** WHAT TO DO **
Copy the records below word for word, keeping every line and its order unchanged.
━━━━━━━━━━━━━━━━━━━━
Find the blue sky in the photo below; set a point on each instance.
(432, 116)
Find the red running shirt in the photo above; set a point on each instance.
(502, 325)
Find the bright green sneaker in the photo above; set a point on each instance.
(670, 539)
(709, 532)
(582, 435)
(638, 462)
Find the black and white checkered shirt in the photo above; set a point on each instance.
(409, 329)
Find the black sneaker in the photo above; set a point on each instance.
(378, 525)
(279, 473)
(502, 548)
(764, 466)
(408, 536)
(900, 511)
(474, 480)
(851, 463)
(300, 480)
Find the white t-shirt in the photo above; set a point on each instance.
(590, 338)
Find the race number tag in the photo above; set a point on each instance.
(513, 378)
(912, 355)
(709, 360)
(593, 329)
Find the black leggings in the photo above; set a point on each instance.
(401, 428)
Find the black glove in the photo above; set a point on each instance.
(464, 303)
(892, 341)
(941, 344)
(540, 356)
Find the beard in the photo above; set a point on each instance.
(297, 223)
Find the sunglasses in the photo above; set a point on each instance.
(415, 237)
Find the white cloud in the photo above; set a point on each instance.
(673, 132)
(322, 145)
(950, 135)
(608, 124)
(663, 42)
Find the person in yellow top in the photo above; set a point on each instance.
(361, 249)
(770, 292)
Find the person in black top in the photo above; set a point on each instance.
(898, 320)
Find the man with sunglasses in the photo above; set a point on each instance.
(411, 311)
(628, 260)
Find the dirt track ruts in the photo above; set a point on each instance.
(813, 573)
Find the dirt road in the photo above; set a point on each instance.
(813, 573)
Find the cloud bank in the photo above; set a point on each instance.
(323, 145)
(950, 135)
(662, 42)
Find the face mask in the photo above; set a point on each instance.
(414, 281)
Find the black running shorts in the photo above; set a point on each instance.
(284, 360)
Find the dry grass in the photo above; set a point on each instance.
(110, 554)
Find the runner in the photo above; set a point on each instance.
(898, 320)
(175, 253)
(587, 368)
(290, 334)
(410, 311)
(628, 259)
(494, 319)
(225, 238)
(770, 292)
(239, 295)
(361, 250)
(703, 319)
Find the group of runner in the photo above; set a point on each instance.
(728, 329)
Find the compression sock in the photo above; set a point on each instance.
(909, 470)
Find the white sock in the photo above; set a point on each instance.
━━━━━━━━━━━━━━━━━━━━
** RESPONSE FOR THIS EXERCISE **
Find the blue sky in the photo below; set a point on each instance.
(432, 116)
Find the red running shirt in the photo above; set a point on each instance.
(502, 325)
Find the bright green sneaker in the photo above; set a point on each instance.
(670, 539)
(709, 532)
(582, 435)
(638, 462)
Find the black and white checkered shirt in the photo above; set a point on each instance.
(409, 329)
Find the black sneaker in the photo above; set a point on each instance.
(378, 525)
(279, 473)
(502, 548)
(764, 466)
(408, 536)
(900, 511)
(474, 480)
(851, 463)
(300, 480)
Find the white t-shirt in the photo above; set a point on each instance.
(590, 338)
Find the race number tag in the photo above; set a point on each instance.
(513, 378)
(912, 355)
(709, 360)
(593, 329)
Find the black leggings in the photo above; set a point on each instance.
(401, 428)
Find the black glove in the photo above; set a point on each instance.
(464, 303)
(892, 341)
(941, 344)
(540, 356)
Find the beard in the photo above; set a point on each instance.
(297, 223)
Find the sunglasses in the photo above; set a point on each instance.
(415, 237)
Find the white cloud in the photo above; set a point on each instance.
(673, 132)
(322, 145)
(950, 135)
(608, 124)
(663, 42)
Find the person in yellow top in the photo above; set a point on each instance.
(361, 249)
(770, 292)
Find the person in black top in the photo above; set a point on each instance.
(898, 320)
Find the man with sunglasses in the photo above; set a point on each instance.
(411, 311)
(628, 260)
Find the dirt track ruts in the photo above; set a point on each instance.
(813, 573)
Find the dirt road in the photo above; set a point on each instance.
(813, 573)
Find the cloud bank in the photo above; set a point on each instance.
(323, 145)
(950, 135)
(662, 42)
Find the face mask in the photo above; set a point on each instance.
(414, 281)
Find the black running shorts in the photo above; set a point on each instance.
(284, 360)
Find the dry grass in the photo above; set a point on each instance.
(110, 554)
Find the runner in the photo above; set a point on each instance.
(898, 320)
(175, 253)
(587, 368)
(290, 334)
(410, 311)
(628, 259)
(494, 319)
(225, 238)
(770, 292)
(239, 295)
(361, 250)
(703, 319)
Find the group of runner in the photo above; set a point on each instance.
(728, 329)
Find the compression sock in the photo above; set a point on each instance.
(909, 470)
Find the white sock in the photo above; set a point on each instance.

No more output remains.